- [PAGE EXTRACT]

##########

The current peaks and valleys provide profound uncertainty due to a changing technological
environment, cultural shifts, and resource depletion. Large retailers are dynamic, automated, can
create different promotions and pricing hourly, no longer require the traditional sales
representatives to showcase products, and can provide more information at purchasing touch
points (Goel, 2011). During the 1990s, firm’s employing brick-n-mortar models began closures
because of online shopping retailers, this trend continues because of the recession in 2009, but
those remaining have an opportunity to enhance shopping experiences beyond convenience.
The Boid Analysis results identify the three simple rules governing the retail industry and
Costco’s behaviors. The first rule is to maintain customer driven focus by adding value to the
merchandise mix. The second rule is to match pricing or promotion by creating flexible pricing
and promotion structures. The third rule is to move towards adopting global cultural changes by
shaping and adapting to customer preference changes, specific and according to each culture or
country that has operating units.

##########

- [PROMPT]
Extend the passage above on Costco and the retail industry, picking up after its final sentence.

Dataset excerpts:
##########

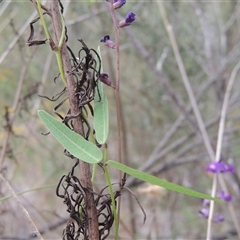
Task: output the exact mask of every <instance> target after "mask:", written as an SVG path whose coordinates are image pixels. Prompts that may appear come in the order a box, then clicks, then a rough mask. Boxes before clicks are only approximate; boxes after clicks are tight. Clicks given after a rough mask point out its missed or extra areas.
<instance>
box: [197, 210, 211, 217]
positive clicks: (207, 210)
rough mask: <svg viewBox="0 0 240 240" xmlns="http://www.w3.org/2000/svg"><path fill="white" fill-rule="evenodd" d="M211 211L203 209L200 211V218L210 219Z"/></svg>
mask: <svg viewBox="0 0 240 240" xmlns="http://www.w3.org/2000/svg"><path fill="white" fill-rule="evenodd" d="M208 214H209V210H208V209H207V208H202V209H201V210H199V211H198V215H199V216H200V217H204V218H208Z"/></svg>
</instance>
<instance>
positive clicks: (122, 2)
mask: <svg viewBox="0 0 240 240" xmlns="http://www.w3.org/2000/svg"><path fill="white" fill-rule="evenodd" d="M106 1H107V2H109V0H106ZM125 3H126V0H114V1H113V8H114V9H118V8H120V7H122V6H123V5H124V4H125Z"/></svg>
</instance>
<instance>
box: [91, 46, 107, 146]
mask: <svg viewBox="0 0 240 240" xmlns="http://www.w3.org/2000/svg"><path fill="white" fill-rule="evenodd" d="M98 54H99V57H100V59H101V62H102V58H101V52H100V47H98ZM98 64H99V63H98ZM101 72H102V67H101ZM103 85H104V84H103V83H102V82H101V81H98V90H99V94H100V96H101V99H99V95H98V93H96V94H95V97H94V120H93V124H94V129H95V131H96V139H97V141H98V142H99V143H100V144H103V143H105V142H106V140H107V137H108V131H109V112H108V101H107V96H106V94H105V91H104V86H103Z"/></svg>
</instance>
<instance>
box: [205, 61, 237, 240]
mask: <svg viewBox="0 0 240 240" xmlns="http://www.w3.org/2000/svg"><path fill="white" fill-rule="evenodd" d="M239 69H240V62H238V64H237V65H236V66H235V67H234V69H233V70H232V73H231V76H230V79H229V82H228V85H227V89H226V93H225V96H224V100H223V106H222V111H221V118H220V123H219V129H218V140H217V147H216V158H215V159H216V161H219V160H220V157H221V151H222V142H223V135H224V128H225V121H226V116H227V108H228V104H229V99H230V96H231V95H230V94H231V90H232V87H233V84H234V82H235V79H236V75H237V72H238V70H239ZM219 180H220V181H221V182H220V183H221V186H223V187H224V188H225V189H224V191H226V187H225V182H224V180H223V179H222V178H220V179H219ZM216 189H217V175H215V176H214V179H213V186H212V194H211V196H212V197H215V195H216ZM229 210H230V213H231V216H232V219H233V220H234V221H233V222H234V225H235V228H236V230H237V233H238V236H239V237H240V227H239V224H238V219H237V217H236V214H235V211H234V209H233V207H232V204H229ZM213 211H214V202H213V201H211V204H210V209H209V218H208V229H207V239H211V226H212V217H213Z"/></svg>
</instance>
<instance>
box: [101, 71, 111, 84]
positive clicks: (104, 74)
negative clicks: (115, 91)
mask: <svg viewBox="0 0 240 240" xmlns="http://www.w3.org/2000/svg"><path fill="white" fill-rule="evenodd" d="M99 79H100V81H101V82H103V83H104V84H106V85H108V86H111V85H112V83H111V80H110V78H109V75H108V73H101V74H100V77H99Z"/></svg>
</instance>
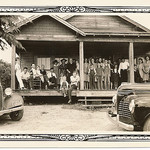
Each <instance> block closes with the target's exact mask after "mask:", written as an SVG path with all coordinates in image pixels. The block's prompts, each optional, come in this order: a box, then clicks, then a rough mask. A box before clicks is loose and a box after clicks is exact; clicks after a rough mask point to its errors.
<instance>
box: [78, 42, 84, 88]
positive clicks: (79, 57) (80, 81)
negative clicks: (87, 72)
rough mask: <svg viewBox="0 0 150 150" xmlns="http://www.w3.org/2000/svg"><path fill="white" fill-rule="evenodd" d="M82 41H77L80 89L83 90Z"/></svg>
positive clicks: (83, 50) (83, 78)
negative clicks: (79, 70) (78, 48)
mask: <svg viewBox="0 0 150 150" xmlns="http://www.w3.org/2000/svg"><path fill="white" fill-rule="evenodd" d="M83 46H84V45H83V42H79V63H80V90H84V47H83Z"/></svg>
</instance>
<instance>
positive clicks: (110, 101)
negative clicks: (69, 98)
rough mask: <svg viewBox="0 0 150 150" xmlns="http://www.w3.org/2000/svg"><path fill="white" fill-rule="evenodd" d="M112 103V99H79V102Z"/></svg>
mask: <svg viewBox="0 0 150 150" xmlns="http://www.w3.org/2000/svg"><path fill="white" fill-rule="evenodd" d="M85 101H87V102H104V101H105V102H112V99H78V102H85Z"/></svg>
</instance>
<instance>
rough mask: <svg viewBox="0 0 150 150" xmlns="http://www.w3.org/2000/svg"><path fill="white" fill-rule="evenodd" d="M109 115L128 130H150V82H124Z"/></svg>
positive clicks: (113, 100) (123, 126) (119, 123)
mask: <svg viewBox="0 0 150 150" xmlns="http://www.w3.org/2000/svg"><path fill="white" fill-rule="evenodd" d="M112 101H113V103H114V107H113V108H111V110H109V111H108V115H109V117H110V118H111V120H113V122H115V123H117V124H118V125H119V126H120V127H122V128H124V129H126V130H140V131H141V130H143V131H150V84H149V83H124V84H122V85H121V86H120V87H119V88H118V90H117V94H116V95H115V96H114V97H113V99H112Z"/></svg>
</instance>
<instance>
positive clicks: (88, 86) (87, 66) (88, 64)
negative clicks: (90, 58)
mask: <svg viewBox="0 0 150 150" xmlns="http://www.w3.org/2000/svg"><path fill="white" fill-rule="evenodd" d="M88 70H89V63H88V59H87V58H85V61H84V89H88V88H89V76H88Z"/></svg>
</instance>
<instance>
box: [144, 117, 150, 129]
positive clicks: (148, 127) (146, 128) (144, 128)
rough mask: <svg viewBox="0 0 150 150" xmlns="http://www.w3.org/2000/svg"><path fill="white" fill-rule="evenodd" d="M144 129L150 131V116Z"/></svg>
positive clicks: (144, 124) (145, 122)
mask: <svg viewBox="0 0 150 150" xmlns="http://www.w3.org/2000/svg"><path fill="white" fill-rule="evenodd" d="M143 131H150V117H148V118H147V120H146V121H145V123H144V126H143Z"/></svg>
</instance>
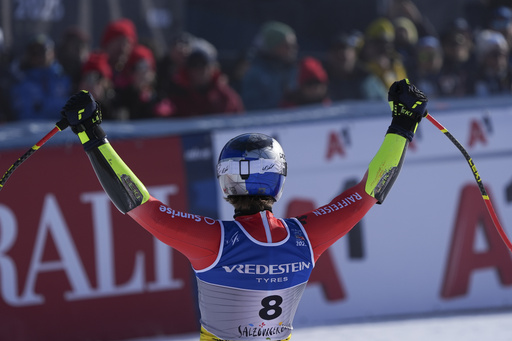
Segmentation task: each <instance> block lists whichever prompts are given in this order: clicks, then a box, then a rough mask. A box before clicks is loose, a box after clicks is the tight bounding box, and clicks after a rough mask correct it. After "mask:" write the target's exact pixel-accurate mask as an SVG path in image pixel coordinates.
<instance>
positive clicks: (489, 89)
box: [475, 30, 512, 96]
mask: <svg viewBox="0 0 512 341" xmlns="http://www.w3.org/2000/svg"><path fill="white" fill-rule="evenodd" d="M476 57H477V61H478V70H477V75H476V79H475V95H476V96H488V95H499V94H510V93H511V89H512V73H511V69H510V66H509V63H508V58H509V48H508V44H507V41H506V40H505V37H503V35H502V34H501V33H499V32H495V31H491V30H484V31H482V32H480V33H479V34H478V36H477V37H476Z"/></svg>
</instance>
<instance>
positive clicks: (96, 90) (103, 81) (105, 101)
mask: <svg viewBox="0 0 512 341" xmlns="http://www.w3.org/2000/svg"><path fill="white" fill-rule="evenodd" d="M78 87H79V88H80V89H81V90H87V91H90V92H91V93H92V95H93V96H94V98H95V99H96V100H97V101H99V102H101V110H102V114H103V117H104V118H105V119H110V118H111V115H112V114H111V112H112V101H113V99H114V96H115V91H114V86H113V84H112V69H111V68H110V65H109V63H108V56H107V55H106V54H105V53H101V52H97V53H91V54H90V55H89V58H88V59H87V60H86V61H85V63H84V65H83V66H82V70H81V77H80V82H79V86H78Z"/></svg>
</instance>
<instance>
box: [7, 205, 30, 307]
mask: <svg viewBox="0 0 512 341" xmlns="http://www.w3.org/2000/svg"><path fill="white" fill-rule="evenodd" d="M17 235H18V226H17V221H16V216H15V215H14V213H13V212H12V211H11V210H10V209H9V208H8V207H7V206H4V205H0V236H1V238H0V286H1V287H0V290H1V294H2V297H3V299H4V300H5V302H7V303H8V304H10V305H12V306H21V305H24V304H33V303H34V302H30V301H29V302H24V301H23V300H22V299H21V298H20V297H19V296H18V292H17V290H18V272H17V270H16V264H15V263H14V261H13V260H12V259H11V258H10V257H9V256H8V255H7V252H8V251H9V249H10V248H11V247H12V246H13V245H14V242H15V241H16V237H17Z"/></svg>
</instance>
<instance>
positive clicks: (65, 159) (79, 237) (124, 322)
mask: <svg viewBox="0 0 512 341" xmlns="http://www.w3.org/2000/svg"><path fill="white" fill-rule="evenodd" d="M113 145H114V148H115V149H116V151H117V152H118V154H119V155H120V156H121V157H122V158H123V159H124V161H125V162H126V163H127V164H128V165H129V166H130V168H131V169H132V170H133V171H134V172H135V174H137V176H138V177H139V178H140V179H141V181H142V182H143V183H144V184H145V185H146V186H147V187H148V190H150V192H151V193H152V194H153V196H155V197H157V198H159V199H160V200H162V201H164V202H167V203H170V204H171V203H172V205H173V207H174V208H175V209H178V210H181V211H186V210H188V205H187V202H188V200H187V188H186V179H185V171H184V170H185V168H184V165H183V158H182V151H181V142H180V139H179V138H178V137H175V138H158V139H139V140H135V141H134V140H131V141H116V142H115V143H113ZM23 152H24V150H13V151H8V152H7V151H3V152H2V153H1V154H0V168H2V169H7V167H8V166H9V165H10V164H11V163H12V162H14V161H15V160H16V159H17V158H18V157H19V156H20V155H21V154H23ZM193 281H194V279H193V276H192V275H191V268H190V265H189V263H188V261H187V260H186V259H185V258H184V257H183V256H182V255H181V254H179V253H178V252H176V251H174V250H172V249H171V248H170V247H168V246H166V245H165V244H163V243H161V242H159V241H157V240H156V239H154V238H153V237H152V236H151V235H150V234H149V233H148V232H146V231H145V230H144V229H143V228H141V227H140V226H138V225H137V224H136V223H135V222H134V221H133V220H132V219H131V218H129V217H128V216H124V215H123V214H121V213H120V212H119V211H117V209H116V208H115V207H114V205H112V204H111V202H110V200H109V198H108V197H107V195H106V194H105V192H104V191H103V189H102V188H101V186H100V184H99V182H98V180H97V179H96V176H95V174H94V171H93V169H92V167H91V165H90V162H89V160H88V158H87V156H86V154H85V153H84V152H83V150H82V147H81V146H79V145H72V146H48V147H46V146H45V147H44V149H42V150H41V151H39V152H37V153H35V154H34V155H33V156H32V157H31V158H30V159H29V160H27V161H26V163H25V164H23V165H21V166H20V167H19V168H18V169H17V170H16V172H14V173H13V175H12V176H11V178H10V179H9V182H8V184H7V185H6V186H5V188H4V189H2V192H1V195H0V339H1V340H120V339H127V338H135V337H143V336H148V335H156V334H166V335H168V334H176V333H184V332H189V331H192V330H196V329H197V316H196V307H195V293H194V292H195V290H194V286H195V282H193Z"/></svg>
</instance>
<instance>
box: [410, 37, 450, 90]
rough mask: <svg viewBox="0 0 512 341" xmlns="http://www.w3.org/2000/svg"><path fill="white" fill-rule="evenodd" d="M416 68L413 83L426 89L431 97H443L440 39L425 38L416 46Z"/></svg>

##########

- [RESULT OF THE TASK]
The Industry Evolution Modeling results reveal Costco’s efforts to continuously evolve to match
and shape the industry, simultaneously. Costco can improve on industry association positioning
and strive for RILA’s Premier membership. Costco seems to forego short-term profit
maximization for long-term viability and shareholder satisfaction. Costco seems slow to adopt
new technologies that capture customers attention and can improve on research and development
initiatives.
Applying Systems and Sustainability Analyses includes conducting (a) Life Cycle
Assessment, (b) Compliance to Innovation Analysis, and (c) Sustainable Value Framework
Analysis. The Life Cycle Assessment results reveal Costco understands the bigger picture and
works to minimize downstream and upstream risks and environmental impacts caused by
warehouse operations. The measures governing Costco’s processes for sales and services do not
take the traditional approach, and Costco seems to strive for continual improvements that provide
methods that reach the goal to go beyond. Costco monitors and reports on four greenhouse gases,
(a) carbon dioxide, (b) methane, (c) nitrous oxide, and (d) hydro fluorocarbons (Costco, 2009).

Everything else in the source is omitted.